Exercise objective: For the forum thread on Deane's store below, state whether each of the following statements agrees with it, answering yes or no and quoting the deciding words exactly: (a) the seller dates the photo to the 1890s; (b) John M. Deane's store was located in the Academy building; (c) according to Emma Borden's inquest testimony, John M. Deane's was a meat market.

Forum Title: LIZZIE BORDEN SOCIETY Topic Area: Fall River and Its Environs Topic Name: Deane's store  

1. "Deane's store"
Posted by harry on Aug-8th-03 at 12:16 AM

This one's for you Kat.  This photo is for auction on eBay. It shows the rear of John M. Deane's store on Second St.  The store was located in the Academy building and one side of the store was on South Main St. and the other on Second St.  The seller says the photo appears to be from 1910 to 1914. 

It was from the Second St. side (the side in the photo) that Mr. Deane called out a greeting to Andrew J. Borden as Andrew made his last walk home.


2. "Re: Deane's store"
Posted by Tina-Kate on Aug-8th-03 at 2:11 AM
In response to Message #1.

Wow.  What unusual "porthole" windows!

Also a great view of the bricked streets.


3. "Re: Deane's store"
Posted by Susan on Aug-8th-03 at 3:02 AM
In response to Message #1.

Wow, thats cool!  Love those funky fire escapes!  Thanks for sharing, Harry. 


4. "Re: Deane's store"
Posted by Kat on Aug-8th-03 at 9:02 AM
In response to Message #1.

Thanks!  That is very cool!
The 1877 map is confusing as it has a bldg. that seems to end Second Street, tho we know it extended.  It was only lately, with your's and Stef's help that I noted Second did extend across Borden St. as far as the post office.  No wonder Andrew thought he could make Second Street into a mini-Main St., possibly in his lifetime.

A new curiosity:  How is it known Deane greeted Andrew on his walk?


5. "Re: Deane's store"
Posted by harry on Aug-8th-03 at 9:36 AM
In response to Message #4.

The source for the greeting called out to Andrew is the fine article by Neilson Caplain in the October 1998 LBQ, page 5, titled "The West Side of Second Street in 1892". (Lizbits column)

It was the second of two articles in which Mr. Caplain describes Andrew's last walks to and from down street.

Whether it's poetic license I don't know, but it would certainly be a strong possibility.


6. "Re: Deane's store"
Posted by Kat on Aug-8th-03 at 9:58 AM
In response to Message #5.

Wow, that was fast!
Thanks!


7. "Re: Deane's store"
Posted by Doug on Sep-2nd-03 at 12:38 AM
In response to Message #1.

The following exchange of questions and answers comes from Emma Borden's inquest testimony.


Q. Who did the marketing?

A. Father or Mrs. Borden, I don't know.

Q. Who usually?

A. I don't know, one or the other.

Q. Do you know where the marketing was done?

A. No.

Q. Didn't have any particular place?

A. We always had the groceries from Mr. Wade's and John M. Deane's. My sister used to order a great many things from John M. Deane's.

Q. Was that a meat market?

A. No Sir.

Q. Where was the meat usually purchased?

A. I don't know.

Q. Who usually purchased the meat?

A. Father or Mrs. Borden.

Raw records:
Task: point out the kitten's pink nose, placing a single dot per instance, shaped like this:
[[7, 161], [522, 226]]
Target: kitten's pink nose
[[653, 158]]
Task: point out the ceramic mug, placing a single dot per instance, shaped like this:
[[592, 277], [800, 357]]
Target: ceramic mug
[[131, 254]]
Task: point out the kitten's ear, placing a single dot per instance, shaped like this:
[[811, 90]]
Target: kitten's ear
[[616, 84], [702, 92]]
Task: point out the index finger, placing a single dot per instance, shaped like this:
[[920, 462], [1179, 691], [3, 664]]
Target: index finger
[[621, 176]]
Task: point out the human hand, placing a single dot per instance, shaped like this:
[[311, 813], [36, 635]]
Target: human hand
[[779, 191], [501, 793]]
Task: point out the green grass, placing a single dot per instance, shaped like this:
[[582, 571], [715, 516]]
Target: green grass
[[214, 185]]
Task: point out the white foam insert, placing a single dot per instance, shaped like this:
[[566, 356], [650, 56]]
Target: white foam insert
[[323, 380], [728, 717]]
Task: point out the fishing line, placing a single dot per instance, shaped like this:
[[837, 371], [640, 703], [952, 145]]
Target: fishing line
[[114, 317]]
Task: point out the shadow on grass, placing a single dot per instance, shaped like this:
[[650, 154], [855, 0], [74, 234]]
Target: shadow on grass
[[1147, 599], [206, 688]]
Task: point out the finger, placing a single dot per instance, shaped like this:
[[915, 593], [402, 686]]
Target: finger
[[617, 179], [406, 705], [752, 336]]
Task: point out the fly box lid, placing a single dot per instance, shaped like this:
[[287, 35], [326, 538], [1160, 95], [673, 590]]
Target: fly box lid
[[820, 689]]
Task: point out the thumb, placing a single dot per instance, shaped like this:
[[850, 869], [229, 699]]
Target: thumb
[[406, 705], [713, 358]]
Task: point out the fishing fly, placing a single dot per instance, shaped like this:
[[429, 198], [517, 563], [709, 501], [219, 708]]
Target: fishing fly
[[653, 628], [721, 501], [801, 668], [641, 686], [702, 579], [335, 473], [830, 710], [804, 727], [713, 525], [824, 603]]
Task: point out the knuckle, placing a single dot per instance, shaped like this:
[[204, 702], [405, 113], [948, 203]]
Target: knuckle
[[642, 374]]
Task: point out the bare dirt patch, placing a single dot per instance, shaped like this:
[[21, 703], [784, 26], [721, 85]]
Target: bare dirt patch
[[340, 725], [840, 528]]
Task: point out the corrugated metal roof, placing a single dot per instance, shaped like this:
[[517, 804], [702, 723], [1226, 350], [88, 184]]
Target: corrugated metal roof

Right answer:
(a) No: "The seller says the photo appears to be from 1910 to 1914."
(b) Yes: "The store was located in the Academy building"
(c) No: "Q. Was that a meat market? A. No Sir."